◆ **WORK INSTRUCTION 1**: In the passage on New Zealand holiday shopping, what total did Paymark process through its network on Black Friday 2019?
◆ **WORK INSTRUCTION 2**: Continue the passage on New Zealand holiday shopping with a few sentences that follow on from its last line.

━━━━━ SOURCE TEXT ━━━━━

The lead-up to Christmas is the busiest shopping season in New Zealand. Paymark, who provides EFTPOS services to 70 percent of retailers, recorded a total spend of $8.6 billion of transactions through its network in the six weeks leading up to Christmas 2019. On Christmas Eve 2019, the Paymark network processed 199 transactions per second at peak times.

Black Friday sales began to be adopted by New Zealand retailers in 2013, largely to remain competitive with US-based online retailers. In 2015, major retailers such as The Warehouse, Noel Leeming and Harvey Norman offered Black Friday sales, and by 2018 were joined by Farmers, JB Hi-Fi, Briscoes and Rebel Sport. Paymark processed $253 million in transactions though its network on Black Friday 2019, overtaking Boxing Day for the first time.

━━━━━ INFORMATION PROVIDED ━━━━━

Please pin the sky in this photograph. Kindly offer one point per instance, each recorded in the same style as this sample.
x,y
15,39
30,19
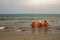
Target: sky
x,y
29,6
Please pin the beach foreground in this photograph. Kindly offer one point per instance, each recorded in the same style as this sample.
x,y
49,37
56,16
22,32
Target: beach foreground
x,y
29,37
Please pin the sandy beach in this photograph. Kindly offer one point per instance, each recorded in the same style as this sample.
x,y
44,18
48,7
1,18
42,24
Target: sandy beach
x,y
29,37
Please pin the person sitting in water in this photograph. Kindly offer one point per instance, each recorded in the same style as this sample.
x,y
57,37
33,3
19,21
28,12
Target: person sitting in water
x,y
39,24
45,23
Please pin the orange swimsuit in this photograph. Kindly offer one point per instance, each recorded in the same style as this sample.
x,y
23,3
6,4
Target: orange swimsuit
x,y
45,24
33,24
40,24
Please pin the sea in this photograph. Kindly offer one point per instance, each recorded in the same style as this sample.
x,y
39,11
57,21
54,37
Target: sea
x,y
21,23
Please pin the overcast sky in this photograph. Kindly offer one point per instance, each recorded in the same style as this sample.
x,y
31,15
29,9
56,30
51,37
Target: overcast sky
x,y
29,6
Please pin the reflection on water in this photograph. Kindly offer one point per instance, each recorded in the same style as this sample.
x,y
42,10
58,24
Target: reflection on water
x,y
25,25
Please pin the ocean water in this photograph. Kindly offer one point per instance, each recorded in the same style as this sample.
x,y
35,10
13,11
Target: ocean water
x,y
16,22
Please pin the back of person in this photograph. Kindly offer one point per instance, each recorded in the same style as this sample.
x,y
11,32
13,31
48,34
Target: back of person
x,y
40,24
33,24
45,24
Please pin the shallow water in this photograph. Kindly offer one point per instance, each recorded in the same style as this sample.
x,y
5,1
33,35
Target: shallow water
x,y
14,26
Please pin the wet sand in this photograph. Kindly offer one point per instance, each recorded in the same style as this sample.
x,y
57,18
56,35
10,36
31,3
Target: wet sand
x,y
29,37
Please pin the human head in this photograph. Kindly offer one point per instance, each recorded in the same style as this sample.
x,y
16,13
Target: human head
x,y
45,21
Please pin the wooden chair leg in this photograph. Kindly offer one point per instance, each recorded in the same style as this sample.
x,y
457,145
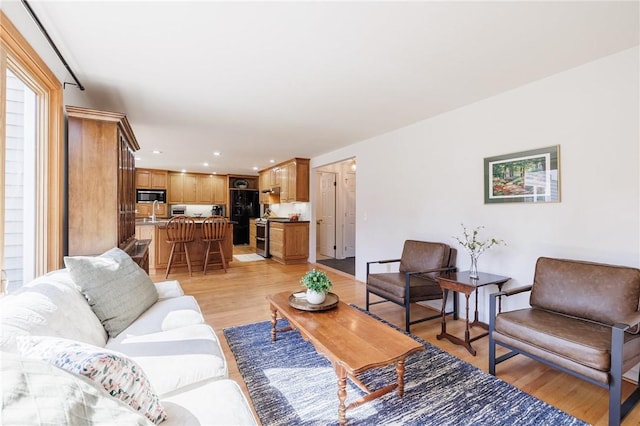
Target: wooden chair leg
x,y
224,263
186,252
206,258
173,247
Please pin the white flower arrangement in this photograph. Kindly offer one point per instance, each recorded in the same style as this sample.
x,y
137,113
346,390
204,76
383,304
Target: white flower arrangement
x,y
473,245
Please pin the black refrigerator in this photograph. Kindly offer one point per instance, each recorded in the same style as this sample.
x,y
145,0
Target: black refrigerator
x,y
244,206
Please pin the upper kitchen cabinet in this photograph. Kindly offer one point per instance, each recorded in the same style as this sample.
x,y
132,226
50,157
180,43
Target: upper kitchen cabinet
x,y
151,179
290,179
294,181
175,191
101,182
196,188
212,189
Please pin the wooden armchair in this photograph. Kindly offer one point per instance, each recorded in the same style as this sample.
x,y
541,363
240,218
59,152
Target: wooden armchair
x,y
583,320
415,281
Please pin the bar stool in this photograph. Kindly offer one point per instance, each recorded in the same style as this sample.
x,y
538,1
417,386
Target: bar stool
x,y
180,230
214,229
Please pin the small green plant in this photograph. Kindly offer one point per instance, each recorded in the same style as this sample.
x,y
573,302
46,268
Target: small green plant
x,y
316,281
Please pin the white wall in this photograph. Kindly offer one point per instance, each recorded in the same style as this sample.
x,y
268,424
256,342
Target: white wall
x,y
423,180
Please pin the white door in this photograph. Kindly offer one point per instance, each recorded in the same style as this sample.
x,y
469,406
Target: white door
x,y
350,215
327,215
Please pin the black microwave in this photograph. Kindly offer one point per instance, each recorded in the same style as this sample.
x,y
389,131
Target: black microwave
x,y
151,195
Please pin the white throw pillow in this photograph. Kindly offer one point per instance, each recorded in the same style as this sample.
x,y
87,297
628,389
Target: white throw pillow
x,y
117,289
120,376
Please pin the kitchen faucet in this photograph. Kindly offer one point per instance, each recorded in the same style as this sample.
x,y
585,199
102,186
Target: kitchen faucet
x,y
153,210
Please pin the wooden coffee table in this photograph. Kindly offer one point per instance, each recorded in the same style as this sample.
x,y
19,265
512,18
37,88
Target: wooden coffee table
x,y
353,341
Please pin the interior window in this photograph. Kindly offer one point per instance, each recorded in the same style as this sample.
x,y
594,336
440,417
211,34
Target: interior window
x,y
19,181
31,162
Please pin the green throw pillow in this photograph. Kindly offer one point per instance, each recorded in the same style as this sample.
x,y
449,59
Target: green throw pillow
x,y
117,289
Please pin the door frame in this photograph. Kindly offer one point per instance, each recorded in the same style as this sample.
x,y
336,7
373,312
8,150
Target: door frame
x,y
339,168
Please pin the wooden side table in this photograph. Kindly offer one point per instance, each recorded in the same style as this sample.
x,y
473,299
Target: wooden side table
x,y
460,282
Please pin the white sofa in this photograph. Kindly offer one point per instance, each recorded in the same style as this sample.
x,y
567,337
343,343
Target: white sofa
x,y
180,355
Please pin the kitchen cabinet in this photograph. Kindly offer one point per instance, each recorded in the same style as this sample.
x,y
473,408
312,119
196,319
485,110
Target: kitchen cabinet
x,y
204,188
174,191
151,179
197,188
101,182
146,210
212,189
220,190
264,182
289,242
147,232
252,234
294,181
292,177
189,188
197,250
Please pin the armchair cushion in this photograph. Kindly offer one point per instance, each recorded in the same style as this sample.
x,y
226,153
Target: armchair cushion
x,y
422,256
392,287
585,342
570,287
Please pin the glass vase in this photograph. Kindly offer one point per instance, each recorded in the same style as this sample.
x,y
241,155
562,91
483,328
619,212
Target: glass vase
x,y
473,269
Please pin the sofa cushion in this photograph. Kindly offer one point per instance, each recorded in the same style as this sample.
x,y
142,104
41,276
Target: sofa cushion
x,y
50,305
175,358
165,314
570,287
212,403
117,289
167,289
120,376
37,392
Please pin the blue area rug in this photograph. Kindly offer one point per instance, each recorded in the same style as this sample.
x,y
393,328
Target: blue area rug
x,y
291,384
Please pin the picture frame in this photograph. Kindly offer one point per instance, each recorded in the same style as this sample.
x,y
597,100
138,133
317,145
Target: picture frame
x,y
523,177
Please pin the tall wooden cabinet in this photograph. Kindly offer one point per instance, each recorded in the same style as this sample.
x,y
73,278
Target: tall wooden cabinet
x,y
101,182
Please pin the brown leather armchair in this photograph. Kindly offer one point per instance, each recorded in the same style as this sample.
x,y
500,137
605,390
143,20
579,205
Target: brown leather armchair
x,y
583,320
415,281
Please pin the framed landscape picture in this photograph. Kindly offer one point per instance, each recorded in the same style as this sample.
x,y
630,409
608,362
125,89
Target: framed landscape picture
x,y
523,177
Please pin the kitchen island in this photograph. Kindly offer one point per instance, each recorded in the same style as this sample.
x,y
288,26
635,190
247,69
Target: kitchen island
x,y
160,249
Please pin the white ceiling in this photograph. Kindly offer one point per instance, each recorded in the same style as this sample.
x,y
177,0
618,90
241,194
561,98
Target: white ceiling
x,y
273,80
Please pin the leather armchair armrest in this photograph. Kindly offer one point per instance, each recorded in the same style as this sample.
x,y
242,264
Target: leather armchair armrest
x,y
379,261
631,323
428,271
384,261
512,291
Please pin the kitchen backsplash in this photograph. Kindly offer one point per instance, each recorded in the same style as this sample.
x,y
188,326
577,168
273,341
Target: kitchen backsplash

━━━━━

◆ **ANSWER 1**: $253 million in transactions

◆ **ANSWER 2**:
==Media==
As Christmas falls in summer, watching television is not as strong a part of New Zealand Christmas traditions as many Northern Hemisphere countries. Most regular television series and current affairs shows go off-air from mid-December to mid-to-late January. Before October 2025, no advertising was allowed on New Zealand television or radio on Christmas Day, a rule that also applied on Good Friday and Easter Sunday.

TVNZ 1 broadcasts the Royal Christmas Message at 6:50 pm. The message has broadcast every Christmas day since television was introduced in New Zealand in 1960. In a 2006 survey by Reader's Digest reported 20% of people said watching the Royal Christmas Message was important and 47% said it was not.